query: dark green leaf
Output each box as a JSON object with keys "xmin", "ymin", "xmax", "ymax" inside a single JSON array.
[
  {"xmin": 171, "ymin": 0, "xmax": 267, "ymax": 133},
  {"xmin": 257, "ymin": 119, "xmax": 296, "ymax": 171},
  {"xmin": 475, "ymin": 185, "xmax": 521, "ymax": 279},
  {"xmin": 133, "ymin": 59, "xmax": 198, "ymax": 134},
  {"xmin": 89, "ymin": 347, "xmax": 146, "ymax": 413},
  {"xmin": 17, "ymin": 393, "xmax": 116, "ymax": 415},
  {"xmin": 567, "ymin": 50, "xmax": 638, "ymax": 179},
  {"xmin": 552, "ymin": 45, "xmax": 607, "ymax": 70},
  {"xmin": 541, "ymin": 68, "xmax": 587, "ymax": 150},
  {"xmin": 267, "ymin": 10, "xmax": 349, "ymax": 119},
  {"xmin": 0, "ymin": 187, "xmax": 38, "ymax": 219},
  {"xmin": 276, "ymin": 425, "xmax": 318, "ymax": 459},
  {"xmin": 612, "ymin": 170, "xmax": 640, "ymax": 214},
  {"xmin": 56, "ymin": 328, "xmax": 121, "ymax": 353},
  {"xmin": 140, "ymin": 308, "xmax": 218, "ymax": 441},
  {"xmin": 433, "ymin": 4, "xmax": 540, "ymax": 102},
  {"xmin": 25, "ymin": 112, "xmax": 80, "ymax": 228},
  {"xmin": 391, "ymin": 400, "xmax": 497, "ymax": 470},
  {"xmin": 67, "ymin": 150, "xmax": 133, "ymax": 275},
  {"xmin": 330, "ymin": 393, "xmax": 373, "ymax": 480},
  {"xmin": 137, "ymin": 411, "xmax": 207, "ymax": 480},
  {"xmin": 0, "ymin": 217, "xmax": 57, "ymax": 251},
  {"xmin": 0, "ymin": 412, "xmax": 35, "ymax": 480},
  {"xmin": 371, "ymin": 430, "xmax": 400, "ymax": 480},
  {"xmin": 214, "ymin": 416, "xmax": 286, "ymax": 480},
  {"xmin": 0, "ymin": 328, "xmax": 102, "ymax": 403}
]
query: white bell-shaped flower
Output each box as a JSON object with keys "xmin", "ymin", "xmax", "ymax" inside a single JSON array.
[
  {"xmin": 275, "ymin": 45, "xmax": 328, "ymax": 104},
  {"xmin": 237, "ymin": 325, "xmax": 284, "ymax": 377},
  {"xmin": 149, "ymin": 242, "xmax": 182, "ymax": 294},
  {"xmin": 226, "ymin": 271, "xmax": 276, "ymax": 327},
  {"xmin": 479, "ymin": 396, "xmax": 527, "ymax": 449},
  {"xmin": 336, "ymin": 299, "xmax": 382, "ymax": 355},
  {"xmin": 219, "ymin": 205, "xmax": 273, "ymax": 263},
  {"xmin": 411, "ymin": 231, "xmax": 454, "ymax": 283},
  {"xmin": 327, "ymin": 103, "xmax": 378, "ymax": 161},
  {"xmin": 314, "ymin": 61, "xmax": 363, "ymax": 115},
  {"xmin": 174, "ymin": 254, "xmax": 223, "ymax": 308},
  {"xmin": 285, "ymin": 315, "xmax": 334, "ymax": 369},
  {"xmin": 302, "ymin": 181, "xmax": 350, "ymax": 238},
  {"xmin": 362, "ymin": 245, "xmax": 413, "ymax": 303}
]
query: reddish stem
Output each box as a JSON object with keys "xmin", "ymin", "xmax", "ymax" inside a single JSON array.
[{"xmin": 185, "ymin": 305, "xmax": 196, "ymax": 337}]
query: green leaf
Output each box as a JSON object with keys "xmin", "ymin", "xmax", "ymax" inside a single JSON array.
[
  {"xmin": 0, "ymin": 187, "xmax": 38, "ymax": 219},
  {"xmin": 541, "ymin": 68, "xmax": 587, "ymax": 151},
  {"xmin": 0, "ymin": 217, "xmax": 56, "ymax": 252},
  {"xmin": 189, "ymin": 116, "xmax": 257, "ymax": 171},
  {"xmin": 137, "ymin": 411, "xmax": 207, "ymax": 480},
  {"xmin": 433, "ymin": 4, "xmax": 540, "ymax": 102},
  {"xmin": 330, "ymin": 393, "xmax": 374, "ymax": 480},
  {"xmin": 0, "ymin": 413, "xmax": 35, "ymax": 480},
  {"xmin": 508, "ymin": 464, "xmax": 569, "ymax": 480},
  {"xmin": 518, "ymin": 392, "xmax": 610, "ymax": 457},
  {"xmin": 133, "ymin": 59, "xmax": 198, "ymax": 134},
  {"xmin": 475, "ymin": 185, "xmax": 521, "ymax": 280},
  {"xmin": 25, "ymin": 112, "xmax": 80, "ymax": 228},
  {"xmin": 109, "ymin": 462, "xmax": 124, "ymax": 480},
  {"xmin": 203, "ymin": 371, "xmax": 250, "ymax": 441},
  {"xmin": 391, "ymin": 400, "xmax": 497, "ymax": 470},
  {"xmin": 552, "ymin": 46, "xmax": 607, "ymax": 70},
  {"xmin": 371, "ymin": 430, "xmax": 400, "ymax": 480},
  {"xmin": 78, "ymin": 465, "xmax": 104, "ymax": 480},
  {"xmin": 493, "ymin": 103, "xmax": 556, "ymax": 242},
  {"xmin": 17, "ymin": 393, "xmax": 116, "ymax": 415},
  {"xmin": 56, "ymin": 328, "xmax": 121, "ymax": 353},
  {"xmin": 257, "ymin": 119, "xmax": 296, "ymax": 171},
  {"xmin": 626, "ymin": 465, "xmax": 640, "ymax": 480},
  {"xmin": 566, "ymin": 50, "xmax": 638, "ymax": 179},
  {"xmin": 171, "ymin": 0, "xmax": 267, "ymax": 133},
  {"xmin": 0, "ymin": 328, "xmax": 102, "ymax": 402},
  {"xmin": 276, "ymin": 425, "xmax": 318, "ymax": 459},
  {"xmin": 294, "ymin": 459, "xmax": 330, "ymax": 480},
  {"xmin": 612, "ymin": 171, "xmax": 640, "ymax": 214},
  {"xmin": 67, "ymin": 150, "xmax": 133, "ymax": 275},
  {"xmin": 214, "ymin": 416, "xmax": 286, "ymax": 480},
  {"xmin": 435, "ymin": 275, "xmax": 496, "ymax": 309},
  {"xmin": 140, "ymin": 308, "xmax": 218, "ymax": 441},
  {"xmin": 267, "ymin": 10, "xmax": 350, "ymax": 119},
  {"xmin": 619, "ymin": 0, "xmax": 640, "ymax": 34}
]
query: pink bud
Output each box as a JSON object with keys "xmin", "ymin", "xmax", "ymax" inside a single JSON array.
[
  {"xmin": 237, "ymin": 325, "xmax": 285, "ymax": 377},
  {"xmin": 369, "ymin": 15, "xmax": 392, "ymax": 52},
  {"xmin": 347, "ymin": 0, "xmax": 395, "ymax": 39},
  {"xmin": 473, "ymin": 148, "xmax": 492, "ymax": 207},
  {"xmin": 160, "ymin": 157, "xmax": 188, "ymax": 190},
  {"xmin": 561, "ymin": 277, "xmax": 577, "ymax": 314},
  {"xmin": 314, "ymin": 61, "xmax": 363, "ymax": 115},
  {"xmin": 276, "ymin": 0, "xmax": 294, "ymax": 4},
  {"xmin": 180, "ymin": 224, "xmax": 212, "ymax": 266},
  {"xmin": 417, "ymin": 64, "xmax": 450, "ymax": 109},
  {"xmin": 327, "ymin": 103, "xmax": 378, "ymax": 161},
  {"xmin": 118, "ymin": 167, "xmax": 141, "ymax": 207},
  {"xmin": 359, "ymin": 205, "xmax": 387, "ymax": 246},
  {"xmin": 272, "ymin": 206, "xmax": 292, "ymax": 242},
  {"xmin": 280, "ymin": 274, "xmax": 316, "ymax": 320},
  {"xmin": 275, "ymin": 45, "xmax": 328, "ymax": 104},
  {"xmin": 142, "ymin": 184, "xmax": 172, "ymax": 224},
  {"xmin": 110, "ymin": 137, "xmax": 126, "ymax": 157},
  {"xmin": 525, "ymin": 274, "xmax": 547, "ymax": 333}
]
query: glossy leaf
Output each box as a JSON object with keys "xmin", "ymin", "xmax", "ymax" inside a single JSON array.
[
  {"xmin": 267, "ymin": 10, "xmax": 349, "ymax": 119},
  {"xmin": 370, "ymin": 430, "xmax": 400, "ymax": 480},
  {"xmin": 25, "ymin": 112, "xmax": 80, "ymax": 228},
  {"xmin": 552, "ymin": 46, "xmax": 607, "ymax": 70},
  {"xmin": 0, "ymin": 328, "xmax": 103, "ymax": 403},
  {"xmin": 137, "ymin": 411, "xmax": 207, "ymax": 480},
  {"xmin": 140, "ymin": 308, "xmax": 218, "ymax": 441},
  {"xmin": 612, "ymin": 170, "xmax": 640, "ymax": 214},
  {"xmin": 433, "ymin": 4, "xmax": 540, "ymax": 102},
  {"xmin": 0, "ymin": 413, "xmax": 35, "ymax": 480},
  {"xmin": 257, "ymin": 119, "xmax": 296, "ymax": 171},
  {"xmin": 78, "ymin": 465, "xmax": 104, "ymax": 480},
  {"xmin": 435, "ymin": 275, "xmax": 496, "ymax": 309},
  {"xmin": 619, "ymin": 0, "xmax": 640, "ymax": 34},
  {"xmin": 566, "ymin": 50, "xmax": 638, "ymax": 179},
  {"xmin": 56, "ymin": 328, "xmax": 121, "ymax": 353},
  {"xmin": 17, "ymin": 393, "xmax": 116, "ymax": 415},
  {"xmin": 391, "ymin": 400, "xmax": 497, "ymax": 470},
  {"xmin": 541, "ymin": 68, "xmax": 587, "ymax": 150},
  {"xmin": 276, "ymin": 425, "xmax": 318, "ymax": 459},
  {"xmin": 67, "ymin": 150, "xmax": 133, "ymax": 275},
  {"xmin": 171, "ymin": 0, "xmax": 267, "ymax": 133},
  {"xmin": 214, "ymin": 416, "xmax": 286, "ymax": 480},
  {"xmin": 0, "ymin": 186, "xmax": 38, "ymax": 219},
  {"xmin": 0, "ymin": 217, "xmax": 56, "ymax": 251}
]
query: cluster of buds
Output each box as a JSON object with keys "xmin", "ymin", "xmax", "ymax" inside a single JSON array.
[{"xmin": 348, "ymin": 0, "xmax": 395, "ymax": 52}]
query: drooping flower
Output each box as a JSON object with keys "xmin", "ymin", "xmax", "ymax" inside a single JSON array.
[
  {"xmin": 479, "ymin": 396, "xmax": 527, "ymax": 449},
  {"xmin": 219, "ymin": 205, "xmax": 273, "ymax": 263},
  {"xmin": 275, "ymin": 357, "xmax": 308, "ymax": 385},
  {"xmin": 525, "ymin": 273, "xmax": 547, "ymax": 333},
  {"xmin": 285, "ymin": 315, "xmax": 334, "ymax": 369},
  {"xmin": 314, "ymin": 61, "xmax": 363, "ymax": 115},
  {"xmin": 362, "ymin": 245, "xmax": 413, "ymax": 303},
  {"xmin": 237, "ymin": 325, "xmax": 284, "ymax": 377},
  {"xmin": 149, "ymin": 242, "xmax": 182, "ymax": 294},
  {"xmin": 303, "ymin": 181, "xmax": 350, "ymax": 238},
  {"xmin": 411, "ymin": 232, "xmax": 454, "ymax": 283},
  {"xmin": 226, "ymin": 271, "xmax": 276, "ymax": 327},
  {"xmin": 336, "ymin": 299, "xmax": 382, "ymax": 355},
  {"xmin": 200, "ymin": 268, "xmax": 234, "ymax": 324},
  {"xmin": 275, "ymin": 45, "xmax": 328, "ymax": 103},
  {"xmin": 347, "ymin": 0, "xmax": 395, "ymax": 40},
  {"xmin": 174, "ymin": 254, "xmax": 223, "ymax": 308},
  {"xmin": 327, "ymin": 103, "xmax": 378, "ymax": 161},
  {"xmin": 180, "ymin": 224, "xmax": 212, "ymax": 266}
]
══════════════════════════════
Quote exactly the line containing "query: cluster of buds" and every later line through the end of the listing, and no other lines.

Response to this task:
query: cluster of buds
Output each box as a JSON object with keys "xmin", "ymin", "xmax", "ymax" inside a single JSON array.
[{"xmin": 348, "ymin": 0, "xmax": 395, "ymax": 52}]
query: drooping flower
Output each box as a JSON object with keys "xmin", "ymin", "xmax", "ymax" inside a single JSON array.
[
  {"xmin": 479, "ymin": 396, "xmax": 527, "ymax": 449},
  {"xmin": 219, "ymin": 205, "xmax": 273, "ymax": 263},
  {"xmin": 275, "ymin": 357, "xmax": 308, "ymax": 385},
  {"xmin": 525, "ymin": 273, "xmax": 547, "ymax": 333},
  {"xmin": 285, "ymin": 315, "xmax": 334, "ymax": 369},
  {"xmin": 314, "ymin": 61, "xmax": 363, "ymax": 115},
  {"xmin": 362, "ymin": 245, "xmax": 413, "ymax": 303},
  {"xmin": 237, "ymin": 325, "xmax": 284, "ymax": 377},
  {"xmin": 149, "ymin": 242, "xmax": 182, "ymax": 294},
  {"xmin": 303, "ymin": 181, "xmax": 350, "ymax": 238},
  {"xmin": 411, "ymin": 232, "xmax": 454, "ymax": 283},
  {"xmin": 226, "ymin": 271, "xmax": 276, "ymax": 327},
  {"xmin": 336, "ymin": 299, "xmax": 382, "ymax": 355},
  {"xmin": 200, "ymin": 268, "xmax": 234, "ymax": 324},
  {"xmin": 275, "ymin": 45, "xmax": 328, "ymax": 103},
  {"xmin": 347, "ymin": 0, "xmax": 395, "ymax": 40},
  {"xmin": 174, "ymin": 254, "xmax": 223, "ymax": 308},
  {"xmin": 327, "ymin": 103, "xmax": 378, "ymax": 161},
  {"xmin": 180, "ymin": 224, "xmax": 212, "ymax": 266}
]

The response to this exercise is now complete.